• _WHAT IS EXPECTED_:
Copy the items word for word, beginning with their first line and continuing through the line with "[0,0,450,477]". Leave the pictures out.

* * * * *

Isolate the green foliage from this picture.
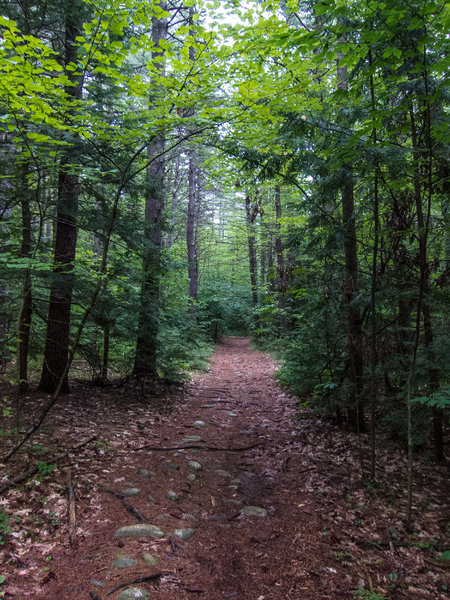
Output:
[37,460,56,477]
[0,507,11,546]
[411,385,450,410]
[157,315,212,381]
[353,588,387,600]
[197,279,251,341]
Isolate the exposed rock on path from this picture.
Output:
[4,338,450,600]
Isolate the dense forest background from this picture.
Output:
[0,0,450,477]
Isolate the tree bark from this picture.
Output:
[133,9,167,378]
[186,148,198,313]
[245,194,259,330]
[17,161,33,394]
[39,2,82,393]
[275,185,287,331]
[337,52,365,432]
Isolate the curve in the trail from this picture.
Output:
[42,338,351,600]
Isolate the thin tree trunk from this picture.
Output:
[186,6,198,314]
[337,47,365,432]
[17,161,33,394]
[39,2,82,393]
[245,195,259,330]
[369,51,380,481]
[275,185,287,331]
[186,148,198,313]
[133,5,167,378]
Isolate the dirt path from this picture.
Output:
[2,338,445,600]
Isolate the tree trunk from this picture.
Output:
[17,161,33,394]
[245,195,259,330]
[186,148,198,313]
[337,50,365,432]
[275,185,287,331]
[133,5,167,378]
[39,2,82,393]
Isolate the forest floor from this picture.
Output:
[0,338,450,600]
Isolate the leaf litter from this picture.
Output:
[0,338,450,600]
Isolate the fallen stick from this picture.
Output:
[66,469,77,546]
[106,573,164,597]
[0,436,97,495]
[135,443,262,452]
[105,490,150,523]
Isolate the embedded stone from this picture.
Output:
[180,435,202,444]
[240,506,267,517]
[142,552,159,567]
[114,523,164,538]
[188,460,202,471]
[120,488,141,498]
[173,527,195,542]
[216,469,232,477]
[112,557,137,569]
[166,490,180,502]
[117,588,150,600]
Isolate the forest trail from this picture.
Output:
[5,338,446,600]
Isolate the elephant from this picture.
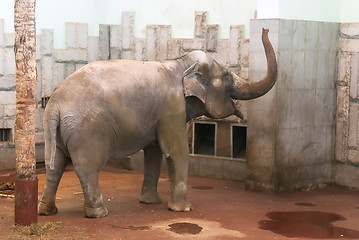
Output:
[38,28,277,218]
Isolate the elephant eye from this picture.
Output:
[224,72,231,80]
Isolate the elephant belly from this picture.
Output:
[110,131,156,158]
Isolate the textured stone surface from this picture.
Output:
[248,19,340,192]
[194,12,207,38]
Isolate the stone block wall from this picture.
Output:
[0,12,249,172]
[333,23,359,189]
[246,19,339,192]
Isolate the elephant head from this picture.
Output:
[183,29,277,120]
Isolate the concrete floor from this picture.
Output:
[0,166,359,240]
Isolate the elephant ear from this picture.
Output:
[183,62,205,103]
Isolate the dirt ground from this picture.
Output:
[0,166,359,240]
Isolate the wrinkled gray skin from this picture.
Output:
[38,29,277,218]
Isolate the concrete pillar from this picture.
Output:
[246,19,339,192]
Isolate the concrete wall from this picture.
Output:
[333,23,359,189]
[246,19,339,192]
[0,0,257,48]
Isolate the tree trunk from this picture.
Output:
[14,0,37,225]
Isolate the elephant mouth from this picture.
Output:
[232,99,244,120]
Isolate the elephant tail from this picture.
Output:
[44,104,60,170]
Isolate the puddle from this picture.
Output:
[258,211,359,239]
[192,186,214,190]
[112,225,151,231]
[294,202,317,207]
[168,222,203,235]
[150,218,246,240]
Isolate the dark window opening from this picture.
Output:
[232,126,247,158]
[41,97,50,108]
[0,128,11,142]
[194,123,216,155]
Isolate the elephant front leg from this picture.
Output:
[140,142,162,204]
[38,149,67,216]
[159,111,193,212]
[75,171,108,218]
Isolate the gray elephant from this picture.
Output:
[38,29,277,218]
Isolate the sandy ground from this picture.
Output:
[0,166,359,240]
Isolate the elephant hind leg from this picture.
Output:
[140,142,162,204]
[38,148,68,216]
[70,148,108,218]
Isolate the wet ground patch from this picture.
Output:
[258,211,359,239]
[168,222,203,235]
[294,202,317,207]
[191,186,214,190]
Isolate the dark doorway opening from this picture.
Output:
[194,123,216,156]
[232,126,247,159]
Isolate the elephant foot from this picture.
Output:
[84,206,108,218]
[140,192,162,204]
[37,202,57,216]
[168,201,193,212]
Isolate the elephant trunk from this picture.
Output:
[231,28,277,100]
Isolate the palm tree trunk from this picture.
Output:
[14,0,37,225]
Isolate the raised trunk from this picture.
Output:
[14,0,37,225]
[231,28,277,100]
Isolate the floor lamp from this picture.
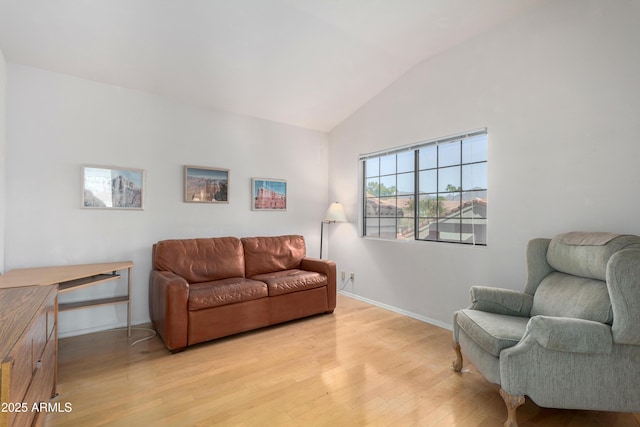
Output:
[320,202,347,259]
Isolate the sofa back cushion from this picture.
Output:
[241,235,307,277]
[153,237,244,283]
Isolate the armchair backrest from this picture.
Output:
[527,232,640,328]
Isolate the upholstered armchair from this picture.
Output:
[452,232,640,427]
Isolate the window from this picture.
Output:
[360,129,488,245]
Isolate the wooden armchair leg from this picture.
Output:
[451,342,462,372]
[500,389,524,427]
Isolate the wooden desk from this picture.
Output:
[0,285,58,427]
[0,261,133,336]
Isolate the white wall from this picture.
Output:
[0,49,7,274]
[5,63,328,336]
[329,0,640,326]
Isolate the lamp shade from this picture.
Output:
[323,202,347,222]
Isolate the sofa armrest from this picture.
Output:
[300,258,337,312]
[469,286,533,317]
[525,316,613,354]
[149,270,189,351]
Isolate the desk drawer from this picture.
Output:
[14,334,56,426]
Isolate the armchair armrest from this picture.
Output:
[149,270,189,351]
[525,316,613,354]
[607,248,640,345]
[469,286,533,317]
[300,258,337,311]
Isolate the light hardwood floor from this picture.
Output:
[45,295,640,427]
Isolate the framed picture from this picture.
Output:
[184,166,229,203]
[82,165,145,210]
[251,178,287,211]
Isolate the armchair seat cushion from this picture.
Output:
[456,310,529,357]
[188,277,269,311]
[252,268,327,296]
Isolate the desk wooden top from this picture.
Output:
[0,261,133,288]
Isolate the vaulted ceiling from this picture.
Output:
[0,0,546,131]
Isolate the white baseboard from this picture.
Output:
[338,291,453,331]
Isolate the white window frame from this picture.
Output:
[358,128,488,246]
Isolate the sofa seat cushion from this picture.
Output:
[252,268,327,296]
[188,277,269,311]
[456,310,529,357]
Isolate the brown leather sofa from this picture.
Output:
[149,235,336,352]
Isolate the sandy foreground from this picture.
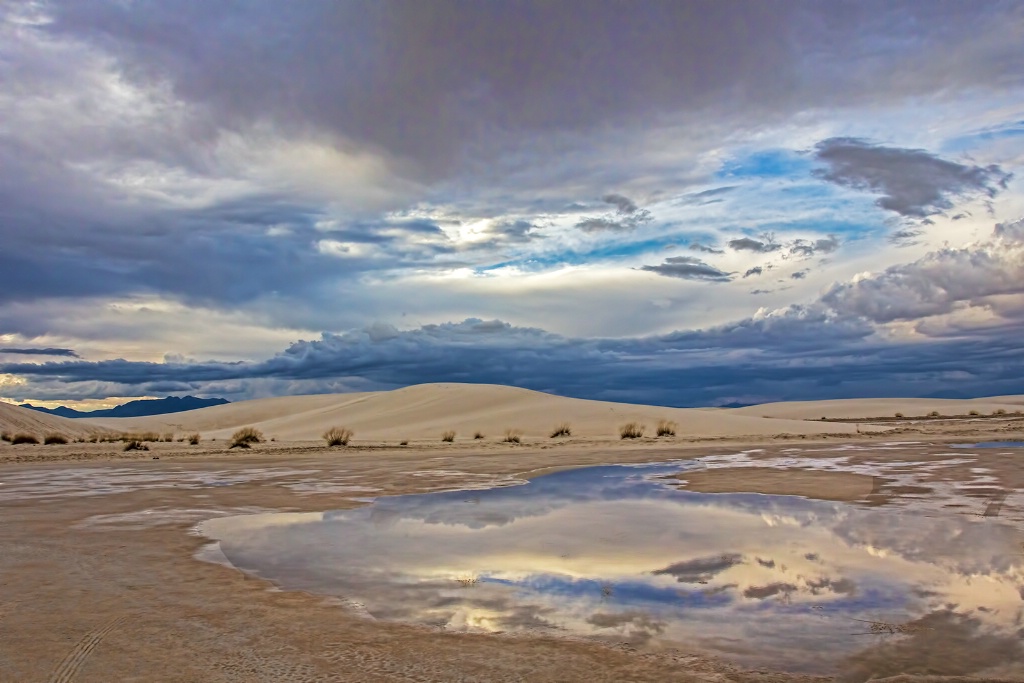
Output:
[0,385,1024,681]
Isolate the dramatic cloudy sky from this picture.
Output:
[0,0,1024,407]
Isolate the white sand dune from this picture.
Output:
[729,396,1024,420]
[77,384,872,441]
[0,401,102,440]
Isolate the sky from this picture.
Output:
[0,0,1024,410]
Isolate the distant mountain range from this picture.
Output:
[22,396,231,418]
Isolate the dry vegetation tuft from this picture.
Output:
[323,427,352,447]
[657,420,678,436]
[618,422,647,438]
[229,427,263,449]
[551,422,572,438]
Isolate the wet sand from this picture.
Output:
[0,428,1024,682]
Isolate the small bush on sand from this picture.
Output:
[618,422,646,438]
[230,427,263,449]
[657,420,676,436]
[323,427,352,446]
[551,422,572,438]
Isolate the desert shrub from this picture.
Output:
[657,420,676,436]
[230,427,263,449]
[618,422,646,438]
[323,427,352,446]
[551,422,572,438]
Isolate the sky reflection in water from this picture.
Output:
[202,462,1024,680]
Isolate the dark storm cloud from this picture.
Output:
[41,0,1021,171]
[729,238,782,254]
[651,554,743,584]
[815,137,1011,218]
[601,195,640,214]
[790,234,840,257]
[0,299,1024,405]
[640,256,732,283]
[0,347,81,358]
[577,195,651,232]
[687,242,725,254]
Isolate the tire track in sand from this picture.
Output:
[48,616,125,683]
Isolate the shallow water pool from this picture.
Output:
[200,462,1024,680]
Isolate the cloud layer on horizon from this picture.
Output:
[0,0,1024,404]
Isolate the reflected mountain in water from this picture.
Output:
[202,462,1024,680]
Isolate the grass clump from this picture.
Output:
[229,427,263,449]
[618,422,646,438]
[551,422,572,438]
[323,427,352,447]
[657,420,677,436]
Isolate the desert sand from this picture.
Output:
[0,384,1024,682]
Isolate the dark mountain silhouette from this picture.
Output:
[22,396,231,418]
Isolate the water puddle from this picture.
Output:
[199,462,1024,680]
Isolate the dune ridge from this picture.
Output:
[79,383,868,441]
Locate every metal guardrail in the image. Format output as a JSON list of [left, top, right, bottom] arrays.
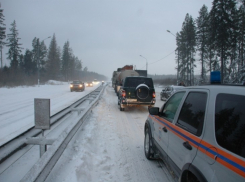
[[21, 86, 105, 182], [0, 86, 103, 164]]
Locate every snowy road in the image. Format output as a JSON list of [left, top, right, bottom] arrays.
[[46, 86, 172, 182], [0, 85, 173, 182]]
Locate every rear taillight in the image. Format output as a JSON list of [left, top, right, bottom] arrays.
[[122, 90, 126, 97]]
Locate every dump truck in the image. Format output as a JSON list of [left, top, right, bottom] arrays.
[[112, 65, 147, 95]]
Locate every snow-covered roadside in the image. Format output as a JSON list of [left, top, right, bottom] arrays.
[[46, 86, 172, 182], [0, 82, 100, 146]]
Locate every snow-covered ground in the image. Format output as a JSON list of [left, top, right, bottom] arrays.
[[0, 81, 100, 146], [0, 84, 173, 182]]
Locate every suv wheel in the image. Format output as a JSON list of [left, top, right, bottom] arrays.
[[144, 128, 153, 160], [136, 84, 149, 99], [119, 104, 124, 111], [186, 172, 200, 182]]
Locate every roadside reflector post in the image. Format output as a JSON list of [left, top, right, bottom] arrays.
[[26, 98, 51, 157]]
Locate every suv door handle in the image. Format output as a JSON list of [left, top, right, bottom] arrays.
[[162, 126, 168, 133], [183, 141, 192, 150]]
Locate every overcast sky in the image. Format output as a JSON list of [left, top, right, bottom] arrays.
[[1, 0, 213, 79]]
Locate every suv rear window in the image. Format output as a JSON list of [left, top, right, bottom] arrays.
[[177, 92, 207, 136], [124, 77, 153, 88], [215, 94, 245, 157]]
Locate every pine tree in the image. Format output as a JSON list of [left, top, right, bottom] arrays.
[[23, 49, 37, 75], [7, 21, 22, 70], [32, 37, 47, 73], [61, 41, 72, 80], [0, 3, 6, 68], [237, 0, 245, 82], [210, 0, 236, 83], [177, 14, 196, 85], [196, 5, 209, 82], [46, 34, 61, 79]]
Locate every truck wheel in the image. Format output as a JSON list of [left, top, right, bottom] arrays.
[[119, 104, 124, 111], [144, 128, 154, 160]]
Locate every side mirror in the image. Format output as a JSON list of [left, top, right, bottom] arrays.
[[149, 107, 159, 115]]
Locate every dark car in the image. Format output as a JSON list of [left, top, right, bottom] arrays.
[[86, 82, 94, 87], [118, 76, 156, 111], [160, 85, 184, 100], [70, 80, 85, 92]]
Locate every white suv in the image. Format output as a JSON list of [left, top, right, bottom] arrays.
[[144, 85, 245, 182]]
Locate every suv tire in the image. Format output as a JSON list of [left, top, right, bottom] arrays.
[[144, 127, 154, 160], [119, 103, 124, 111]]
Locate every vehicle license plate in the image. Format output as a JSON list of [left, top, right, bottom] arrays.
[[127, 99, 137, 102]]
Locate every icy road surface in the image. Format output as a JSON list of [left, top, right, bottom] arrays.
[[46, 86, 173, 182]]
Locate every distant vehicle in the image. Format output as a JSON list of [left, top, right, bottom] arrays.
[[70, 80, 85, 92], [144, 84, 245, 182], [160, 85, 184, 100], [93, 79, 99, 84], [118, 76, 156, 111], [85, 82, 94, 87]]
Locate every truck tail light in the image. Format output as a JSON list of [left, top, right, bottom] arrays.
[[122, 90, 126, 97]]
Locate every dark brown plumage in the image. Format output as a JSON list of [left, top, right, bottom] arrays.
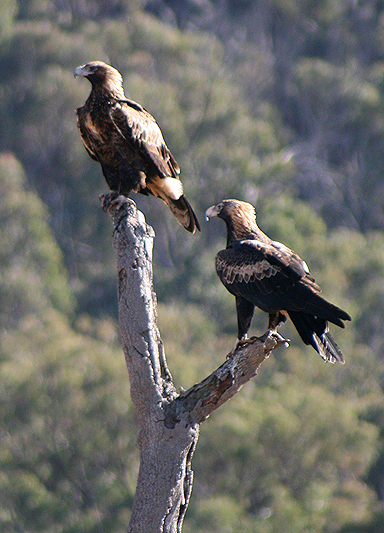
[[74, 61, 200, 233], [206, 200, 351, 363]]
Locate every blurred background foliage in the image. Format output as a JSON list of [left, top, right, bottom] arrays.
[[0, 0, 384, 533]]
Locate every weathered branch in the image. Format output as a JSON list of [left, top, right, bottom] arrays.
[[101, 193, 284, 533]]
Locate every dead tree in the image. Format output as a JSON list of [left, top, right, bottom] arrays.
[[101, 194, 284, 533]]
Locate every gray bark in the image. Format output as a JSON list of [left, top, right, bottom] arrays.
[[101, 194, 284, 533]]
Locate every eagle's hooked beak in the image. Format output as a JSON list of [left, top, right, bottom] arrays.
[[205, 205, 221, 222]]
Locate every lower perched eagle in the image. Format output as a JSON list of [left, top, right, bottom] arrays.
[[206, 200, 351, 363], [73, 61, 200, 233]]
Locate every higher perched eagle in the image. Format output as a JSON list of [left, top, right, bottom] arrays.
[[206, 200, 351, 363], [73, 61, 200, 233]]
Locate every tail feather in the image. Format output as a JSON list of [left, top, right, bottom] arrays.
[[305, 294, 351, 328], [288, 311, 345, 364], [167, 194, 200, 233]]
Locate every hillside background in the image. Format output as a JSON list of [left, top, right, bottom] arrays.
[[0, 0, 384, 533]]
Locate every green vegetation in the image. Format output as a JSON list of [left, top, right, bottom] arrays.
[[0, 0, 384, 533]]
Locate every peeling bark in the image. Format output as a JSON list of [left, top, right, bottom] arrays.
[[100, 193, 285, 533]]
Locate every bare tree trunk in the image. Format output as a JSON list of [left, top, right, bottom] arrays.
[[101, 193, 284, 533]]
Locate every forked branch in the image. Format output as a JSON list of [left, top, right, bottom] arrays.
[[100, 193, 285, 533]]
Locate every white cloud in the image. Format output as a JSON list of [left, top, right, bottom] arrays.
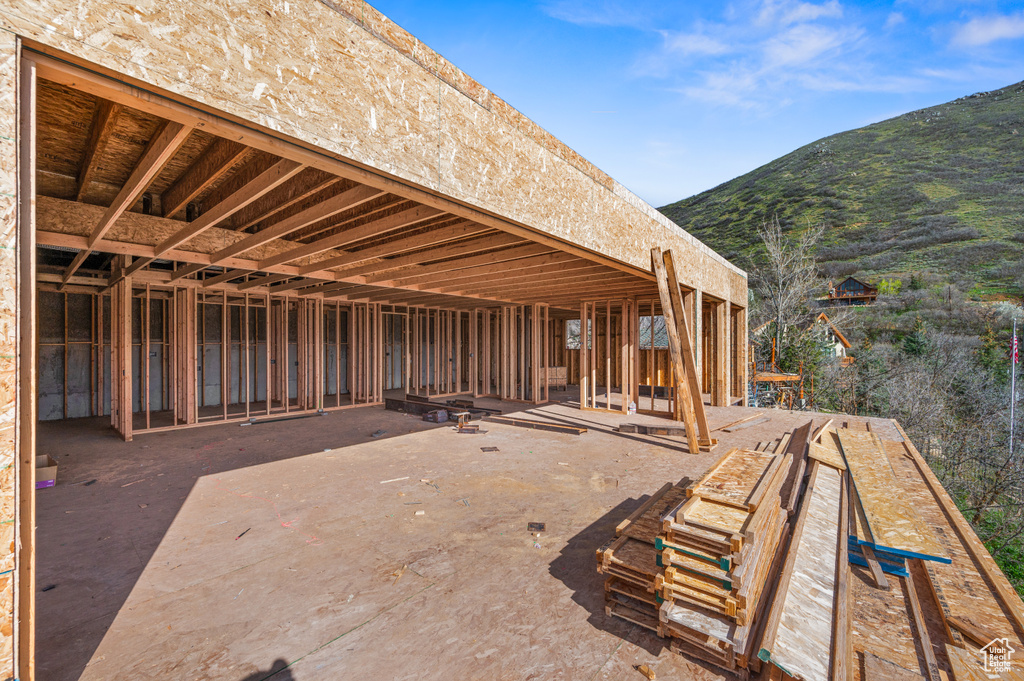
[[764, 24, 859, 70], [886, 12, 906, 31], [758, 0, 843, 26], [541, 0, 656, 29], [952, 12, 1024, 47], [662, 31, 732, 55]]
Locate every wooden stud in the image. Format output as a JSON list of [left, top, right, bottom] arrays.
[[62, 121, 191, 284], [16, 54, 38, 680]]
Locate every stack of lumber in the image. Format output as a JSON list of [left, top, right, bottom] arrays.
[[821, 428, 950, 581], [597, 437, 792, 671], [655, 450, 787, 670]]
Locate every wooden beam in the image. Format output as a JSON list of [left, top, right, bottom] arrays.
[[663, 251, 711, 442], [75, 99, 121, 201], [63, 121, 191, 282], [17, 53, 39, 681], [156, 159, 302, 256], [159, 137, 249, 217], [28, 53, 654, 281], [231, 168, 335, 231], [260, 201, 441, 269], [179, 185, 381, 279], [111, 159, 302, 285], [238, 274, 294, 291], [367, 235, 552, 284], [301, 220, 483, 274], [378, 252, 577, 286], [203, 269, 252, 289], [432, 260, 614, 293], [650, 248, 710, 455]]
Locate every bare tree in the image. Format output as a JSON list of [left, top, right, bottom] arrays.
[[755, 218, 824, 347]]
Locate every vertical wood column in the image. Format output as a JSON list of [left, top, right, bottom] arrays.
[[580, 302, 590, 409], [692, 289, 705, 389], [14, 49, 37, 681], [712, 303, 729, 407], [736, 307, 751, 407], [111, 256, 132, 442], [174, 288, 199, 424]]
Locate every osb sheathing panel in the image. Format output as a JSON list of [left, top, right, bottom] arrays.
[[0, 27, 17, 679], [0, 0, 746, 305]]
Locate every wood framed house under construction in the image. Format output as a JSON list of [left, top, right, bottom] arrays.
[[0, 0, 1016, 681]]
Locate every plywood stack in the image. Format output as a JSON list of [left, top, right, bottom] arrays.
[[655, 450, 790, 670], [597, 438, 792, 671], [597, 482, 686, 633], [835, 428, 950, 582]]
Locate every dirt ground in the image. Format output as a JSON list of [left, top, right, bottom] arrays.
[[37, 400, 880, 681]]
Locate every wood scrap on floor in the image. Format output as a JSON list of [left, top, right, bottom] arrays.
[[486, 416, 587, 435], [719, 416, 771, 433]]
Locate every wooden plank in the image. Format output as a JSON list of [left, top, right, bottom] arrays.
[[719, 416, 771, 433], [839, 429, 949, 563], [863, 651, 925, 681], [860, 544, 889, 589], [946, 615, 997, 647], [758, 462, 846, 681], [485, 416, 587, 435], [946, 643, 1024, 681], [663, 251, 711, 442], [61, 121, 191, 284], [16, 57, 38, 681], [886, 421, 1024, 649], [712, 412, 764, 430], [650, 248, 710, 454], [830, 473, 854, 681], [686, 450, 782, 513], [807, 438, 846, 470], [902, 569, 942, 681], [160, 137, 249, 217]]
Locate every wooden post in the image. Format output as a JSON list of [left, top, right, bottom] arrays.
[[693, 289, 705, 393], [651, 248, 700, 454], [220, 291, 231, 421], [580, 302, 590, 409], [604, 298, 611, 410], [715, 302, 729, 407], [145, 283, 153, 428], [16, 55, 38, 681], [663, 251, 712, 446]]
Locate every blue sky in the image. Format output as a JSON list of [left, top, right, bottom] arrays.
[[371, 0, 1024, 206]]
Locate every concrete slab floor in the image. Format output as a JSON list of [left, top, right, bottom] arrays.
[[37, 400, 884, 681]]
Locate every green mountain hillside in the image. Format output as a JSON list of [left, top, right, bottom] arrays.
[[660, 83, 1024, 297]]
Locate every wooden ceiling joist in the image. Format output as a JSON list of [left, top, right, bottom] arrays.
[[432, 260, 608, 294], [299, 221, 493, 274], [169, 185, 381, 279], [234, 274, 292, 291], [203, 269, 252, 289], [360, 235, 552, 283], [260, 206, 440, 269], [231, 168, 339, 231], [63, 121, 191, 283], [160, 137, 249, 217], [112, 159, 302, 283], [32, 50, 653, 282], [381, 252, 590, 287], [75, 99, 121, 201]]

* * * * *

• _EXERCISE ANSWER_:
Isolate the green foliage from this picture.
Output:
[37,460,56,477]
[0,507,11,546]
[411,385,450,410]
[157,315,212,381]
[353,588,387,600]
[197,279,251,341]
Isolate the exposed rock on path from this picture.
Output:
[4,338,450,600]
Isolate the dense forest background from this picture.
Output:
[0,0,450,477]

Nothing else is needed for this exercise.